**TASK PROMPT:** In the entries that follow, find the line containing "Expected output: the position of each instance of the blue metal"; from there, copy every line exactly through the line containing "Expected output: the position of each instance of the wooden".
───── DATASET ENTRIES ─────
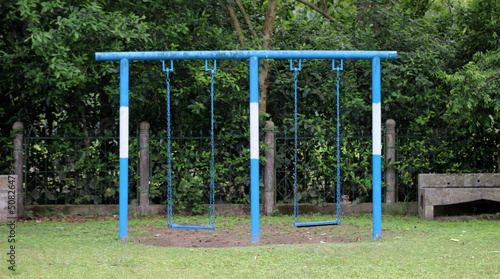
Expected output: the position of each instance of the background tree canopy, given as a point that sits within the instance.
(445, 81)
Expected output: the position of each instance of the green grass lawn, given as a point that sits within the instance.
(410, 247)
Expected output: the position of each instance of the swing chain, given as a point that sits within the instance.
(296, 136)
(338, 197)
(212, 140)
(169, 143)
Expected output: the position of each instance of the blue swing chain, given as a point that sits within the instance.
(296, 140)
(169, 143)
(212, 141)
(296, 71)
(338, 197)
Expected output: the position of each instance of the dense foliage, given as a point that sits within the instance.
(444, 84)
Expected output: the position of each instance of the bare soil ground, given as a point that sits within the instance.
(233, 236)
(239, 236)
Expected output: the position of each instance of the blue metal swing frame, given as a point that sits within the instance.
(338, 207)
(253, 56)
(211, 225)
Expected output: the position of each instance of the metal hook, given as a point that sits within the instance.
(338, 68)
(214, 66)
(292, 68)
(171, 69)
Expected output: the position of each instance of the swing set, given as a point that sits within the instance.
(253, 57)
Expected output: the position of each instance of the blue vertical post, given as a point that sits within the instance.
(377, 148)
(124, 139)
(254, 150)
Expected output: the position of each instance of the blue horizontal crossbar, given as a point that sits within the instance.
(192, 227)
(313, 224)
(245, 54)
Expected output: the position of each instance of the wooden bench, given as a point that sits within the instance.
─────
───── DATASET ENTRIES ─────
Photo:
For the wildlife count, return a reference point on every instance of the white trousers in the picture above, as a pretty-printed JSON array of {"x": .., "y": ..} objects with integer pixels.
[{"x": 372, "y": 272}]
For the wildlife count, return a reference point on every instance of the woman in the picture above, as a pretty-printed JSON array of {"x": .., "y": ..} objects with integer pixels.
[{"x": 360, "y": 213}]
─────
───── DATASET ENTRIES ─────
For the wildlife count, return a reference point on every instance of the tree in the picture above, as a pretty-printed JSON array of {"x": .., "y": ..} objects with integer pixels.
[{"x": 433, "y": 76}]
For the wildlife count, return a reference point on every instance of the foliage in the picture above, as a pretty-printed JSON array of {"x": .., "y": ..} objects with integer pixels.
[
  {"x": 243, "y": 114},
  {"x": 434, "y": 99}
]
─────
**EXERCISE RESPONSE:**
Expected output: the position of each instance of the blue metal swing frame, given as a point that sits within the instance.
(338, 207)
(253, 56)
(211, 225)
Expected output: the position of each instance of the metal hook, given as a point that sits within the instance.
(338, 68)
(214, 66)
(292, 68)
(171, 69)
Expected output: the position of each instance of the swing set, given as a point that sits within the instance.
(253, 57)
Expected output: the position of each instance of the blue vertical post, given as a point that sits within the instance.
(377, 148)
(124, 139)
(254, 150)
Expected output: the position of each instance of the blue horizontal crossbar, given as a point that sits within the instance.
(192, 227)
(313, 224)
(245, 54)
Expected output: the position of each instance of the wooden bench, given as a point that sits within the instance.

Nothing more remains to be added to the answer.